Start of RECORD EXTRACTS

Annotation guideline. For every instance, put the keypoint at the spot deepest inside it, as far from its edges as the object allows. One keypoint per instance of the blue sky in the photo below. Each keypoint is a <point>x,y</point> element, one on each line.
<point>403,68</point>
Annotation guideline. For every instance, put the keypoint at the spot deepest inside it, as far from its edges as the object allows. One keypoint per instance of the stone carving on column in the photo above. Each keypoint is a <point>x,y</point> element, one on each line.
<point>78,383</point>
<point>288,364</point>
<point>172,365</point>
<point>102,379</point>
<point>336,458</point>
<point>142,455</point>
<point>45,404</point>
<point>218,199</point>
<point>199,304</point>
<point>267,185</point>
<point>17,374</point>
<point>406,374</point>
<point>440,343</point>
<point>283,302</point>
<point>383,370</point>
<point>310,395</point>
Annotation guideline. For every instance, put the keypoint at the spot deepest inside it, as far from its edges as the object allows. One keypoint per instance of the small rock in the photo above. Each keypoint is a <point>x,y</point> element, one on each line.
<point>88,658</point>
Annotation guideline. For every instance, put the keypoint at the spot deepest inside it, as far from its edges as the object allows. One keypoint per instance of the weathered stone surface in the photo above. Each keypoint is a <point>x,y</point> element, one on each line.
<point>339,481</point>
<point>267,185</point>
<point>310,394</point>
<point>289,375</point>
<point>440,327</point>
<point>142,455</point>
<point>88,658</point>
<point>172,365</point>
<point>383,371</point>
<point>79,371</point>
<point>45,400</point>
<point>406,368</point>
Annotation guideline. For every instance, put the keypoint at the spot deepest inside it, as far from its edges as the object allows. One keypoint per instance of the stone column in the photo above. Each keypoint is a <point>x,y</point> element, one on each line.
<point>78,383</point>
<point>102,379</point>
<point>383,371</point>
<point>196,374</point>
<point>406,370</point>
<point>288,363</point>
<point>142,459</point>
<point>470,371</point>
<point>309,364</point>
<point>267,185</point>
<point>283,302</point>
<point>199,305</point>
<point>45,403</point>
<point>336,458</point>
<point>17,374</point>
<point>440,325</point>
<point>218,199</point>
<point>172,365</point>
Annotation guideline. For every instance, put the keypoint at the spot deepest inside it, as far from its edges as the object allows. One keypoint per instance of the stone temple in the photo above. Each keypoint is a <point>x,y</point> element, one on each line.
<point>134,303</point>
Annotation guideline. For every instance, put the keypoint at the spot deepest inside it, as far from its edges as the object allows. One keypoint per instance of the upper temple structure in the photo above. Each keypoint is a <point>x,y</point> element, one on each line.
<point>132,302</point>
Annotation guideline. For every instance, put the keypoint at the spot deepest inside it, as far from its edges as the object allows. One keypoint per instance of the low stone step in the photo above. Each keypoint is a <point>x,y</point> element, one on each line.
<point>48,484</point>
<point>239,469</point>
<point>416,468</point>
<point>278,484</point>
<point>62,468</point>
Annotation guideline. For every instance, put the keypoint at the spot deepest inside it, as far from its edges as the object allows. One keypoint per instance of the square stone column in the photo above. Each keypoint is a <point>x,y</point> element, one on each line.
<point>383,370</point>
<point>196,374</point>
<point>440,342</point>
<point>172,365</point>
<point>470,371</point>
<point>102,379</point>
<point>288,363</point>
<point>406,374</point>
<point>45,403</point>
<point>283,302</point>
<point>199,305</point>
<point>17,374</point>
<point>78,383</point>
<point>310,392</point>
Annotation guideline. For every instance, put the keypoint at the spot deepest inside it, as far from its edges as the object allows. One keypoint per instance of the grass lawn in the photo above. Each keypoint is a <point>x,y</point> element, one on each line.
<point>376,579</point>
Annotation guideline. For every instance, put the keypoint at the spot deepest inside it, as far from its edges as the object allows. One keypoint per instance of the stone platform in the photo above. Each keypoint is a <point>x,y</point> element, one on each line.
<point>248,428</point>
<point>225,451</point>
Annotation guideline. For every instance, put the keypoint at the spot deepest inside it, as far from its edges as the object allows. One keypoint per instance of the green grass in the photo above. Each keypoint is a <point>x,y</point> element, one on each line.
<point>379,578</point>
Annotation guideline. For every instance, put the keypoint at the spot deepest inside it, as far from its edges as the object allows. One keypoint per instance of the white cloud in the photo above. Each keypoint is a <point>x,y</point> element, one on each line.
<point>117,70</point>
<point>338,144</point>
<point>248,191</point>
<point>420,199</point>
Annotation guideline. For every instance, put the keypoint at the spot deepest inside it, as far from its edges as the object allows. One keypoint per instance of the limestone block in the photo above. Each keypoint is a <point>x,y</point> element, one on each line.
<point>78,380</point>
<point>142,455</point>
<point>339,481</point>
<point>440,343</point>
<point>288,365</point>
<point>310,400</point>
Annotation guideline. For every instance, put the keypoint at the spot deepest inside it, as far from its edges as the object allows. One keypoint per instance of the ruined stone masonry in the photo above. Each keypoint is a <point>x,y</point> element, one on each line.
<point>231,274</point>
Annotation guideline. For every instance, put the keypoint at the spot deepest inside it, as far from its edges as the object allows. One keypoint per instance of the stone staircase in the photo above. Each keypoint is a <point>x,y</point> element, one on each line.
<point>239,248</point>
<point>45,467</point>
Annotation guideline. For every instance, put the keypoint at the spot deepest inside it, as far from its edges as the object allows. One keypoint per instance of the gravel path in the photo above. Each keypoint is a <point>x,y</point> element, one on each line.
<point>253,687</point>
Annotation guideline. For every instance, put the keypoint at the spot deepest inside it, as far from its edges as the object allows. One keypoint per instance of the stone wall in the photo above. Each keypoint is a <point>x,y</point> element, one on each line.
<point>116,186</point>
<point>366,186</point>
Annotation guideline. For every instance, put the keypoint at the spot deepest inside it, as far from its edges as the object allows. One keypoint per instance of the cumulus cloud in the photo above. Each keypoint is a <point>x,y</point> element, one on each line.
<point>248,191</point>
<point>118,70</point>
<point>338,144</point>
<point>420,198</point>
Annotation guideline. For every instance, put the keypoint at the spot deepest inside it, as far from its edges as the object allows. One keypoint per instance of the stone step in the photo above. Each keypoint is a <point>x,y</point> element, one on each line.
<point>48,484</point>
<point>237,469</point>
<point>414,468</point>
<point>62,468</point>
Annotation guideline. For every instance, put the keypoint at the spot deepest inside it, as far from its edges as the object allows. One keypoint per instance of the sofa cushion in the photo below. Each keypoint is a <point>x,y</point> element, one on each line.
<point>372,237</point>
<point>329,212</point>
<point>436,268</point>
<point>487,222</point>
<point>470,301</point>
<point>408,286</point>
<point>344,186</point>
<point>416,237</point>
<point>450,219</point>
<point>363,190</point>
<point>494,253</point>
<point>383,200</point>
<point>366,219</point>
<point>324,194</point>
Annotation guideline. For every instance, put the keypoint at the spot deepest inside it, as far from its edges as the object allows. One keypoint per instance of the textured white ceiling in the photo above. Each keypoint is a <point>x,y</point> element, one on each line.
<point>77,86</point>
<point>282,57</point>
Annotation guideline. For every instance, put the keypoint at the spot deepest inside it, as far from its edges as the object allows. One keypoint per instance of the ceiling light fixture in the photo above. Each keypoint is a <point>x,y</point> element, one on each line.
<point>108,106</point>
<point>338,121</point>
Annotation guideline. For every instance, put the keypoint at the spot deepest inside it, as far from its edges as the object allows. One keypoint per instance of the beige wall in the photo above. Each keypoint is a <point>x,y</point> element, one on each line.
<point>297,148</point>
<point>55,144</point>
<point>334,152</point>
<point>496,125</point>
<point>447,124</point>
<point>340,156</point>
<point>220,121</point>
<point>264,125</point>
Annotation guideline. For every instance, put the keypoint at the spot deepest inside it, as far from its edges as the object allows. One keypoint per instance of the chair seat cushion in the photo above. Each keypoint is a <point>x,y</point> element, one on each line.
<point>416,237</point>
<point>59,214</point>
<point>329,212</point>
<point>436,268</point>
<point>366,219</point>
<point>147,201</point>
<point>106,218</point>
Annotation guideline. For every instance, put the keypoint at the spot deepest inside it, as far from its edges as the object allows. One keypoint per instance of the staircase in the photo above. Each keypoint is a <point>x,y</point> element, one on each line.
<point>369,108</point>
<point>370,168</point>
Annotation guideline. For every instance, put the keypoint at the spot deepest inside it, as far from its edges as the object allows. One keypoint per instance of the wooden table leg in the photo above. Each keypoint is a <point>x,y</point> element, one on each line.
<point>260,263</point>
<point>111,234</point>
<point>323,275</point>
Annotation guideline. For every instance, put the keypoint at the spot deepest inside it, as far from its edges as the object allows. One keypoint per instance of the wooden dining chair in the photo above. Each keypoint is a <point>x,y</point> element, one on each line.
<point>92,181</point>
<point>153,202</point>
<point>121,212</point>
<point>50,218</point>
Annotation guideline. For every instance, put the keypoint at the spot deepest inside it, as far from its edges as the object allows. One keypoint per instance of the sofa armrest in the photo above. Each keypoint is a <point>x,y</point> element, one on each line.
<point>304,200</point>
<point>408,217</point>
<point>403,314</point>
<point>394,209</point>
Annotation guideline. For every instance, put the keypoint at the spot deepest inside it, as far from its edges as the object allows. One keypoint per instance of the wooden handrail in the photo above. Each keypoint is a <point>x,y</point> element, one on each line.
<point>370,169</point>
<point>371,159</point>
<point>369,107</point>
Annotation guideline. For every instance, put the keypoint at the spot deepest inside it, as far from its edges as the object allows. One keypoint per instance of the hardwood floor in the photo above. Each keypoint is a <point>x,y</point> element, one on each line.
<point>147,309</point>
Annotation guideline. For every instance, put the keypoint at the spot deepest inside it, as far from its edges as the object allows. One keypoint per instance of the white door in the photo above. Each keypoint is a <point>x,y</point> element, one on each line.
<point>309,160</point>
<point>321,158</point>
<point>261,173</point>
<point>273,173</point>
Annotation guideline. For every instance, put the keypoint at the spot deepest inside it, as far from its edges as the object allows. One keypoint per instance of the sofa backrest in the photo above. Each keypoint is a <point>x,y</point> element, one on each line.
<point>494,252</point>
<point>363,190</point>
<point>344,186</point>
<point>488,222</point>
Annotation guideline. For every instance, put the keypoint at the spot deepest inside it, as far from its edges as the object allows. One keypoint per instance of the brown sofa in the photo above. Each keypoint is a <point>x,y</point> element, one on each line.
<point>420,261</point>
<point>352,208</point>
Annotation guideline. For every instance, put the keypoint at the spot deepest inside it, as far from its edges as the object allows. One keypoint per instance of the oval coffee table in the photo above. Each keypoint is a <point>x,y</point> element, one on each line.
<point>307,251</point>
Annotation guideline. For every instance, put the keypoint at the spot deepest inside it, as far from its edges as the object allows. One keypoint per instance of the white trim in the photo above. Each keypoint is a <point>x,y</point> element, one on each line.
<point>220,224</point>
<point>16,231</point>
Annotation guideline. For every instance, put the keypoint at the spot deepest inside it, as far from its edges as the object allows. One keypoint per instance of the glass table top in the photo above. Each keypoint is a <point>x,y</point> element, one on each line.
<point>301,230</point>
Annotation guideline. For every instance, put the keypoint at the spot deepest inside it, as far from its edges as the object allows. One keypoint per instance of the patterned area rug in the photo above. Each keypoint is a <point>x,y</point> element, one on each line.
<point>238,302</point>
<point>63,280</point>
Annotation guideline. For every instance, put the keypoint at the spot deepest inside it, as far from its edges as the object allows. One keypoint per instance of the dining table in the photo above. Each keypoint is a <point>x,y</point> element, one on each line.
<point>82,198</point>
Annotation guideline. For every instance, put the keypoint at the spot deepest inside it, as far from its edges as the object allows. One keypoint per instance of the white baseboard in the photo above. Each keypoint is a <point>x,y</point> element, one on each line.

End of RECORD EXTRACTS

Retype exactly the lines from the one containing "of the oval" through the end of the data. Add nothing.

• _RESULT BELOW_:
Annotation guideline. For every instance, put the keypoint at the spot deepest inside it, as far from its edges as the object allows. One keypoint per instance of the oval coffee table in the photo above. Each keypoint is a <point>x,y</point> element, one on each line.
<point>307,251</point>
Annotation guideline. For every instance, put the keypoint at the spot deepest inside it, as far from its edges as the object allows. One keypoint per instance of the white trim in the photo above. Each keypoint is a <point>x,y</point> element, one on each line.
<point>220,224</point>
<point>16,231</point>
Annotation guideline. For every instance, put the keypoint at the spot deepest inside it, as far from its edges as the object allows. One keypoint per instance of the glass table top in the photo above. Each keypoint is a <point>x,y</point> element, one on each line.
<point>301,230</point>
Annotation guideline. For every instance, put the keypoint at the spot deepest inside it, as far from its edges as the object allows. One keypoint per instance of the patterned area rug in the photo above. Each keypoint is a <point>x,y</point> element, one on each line.
<point>238,302</point>
<point>63,280</point>
Annotation guideline. For every instance, put the keypoint at the spot deepest inside it, as far from its edges as the object allows. One keypoint per instance of the dining table in the photo above. Each keypoint is a <point>x,y</point> element, one on each line.
<point>82,198</point>
Annotation guideline. For every instance, put the keypoint at the spot deepest inside it, as far from its edges as the object allows. One keypoint per instance of the white baseboard in the photo above. Each keypoint is a <point>x,y</point> element, one on each line.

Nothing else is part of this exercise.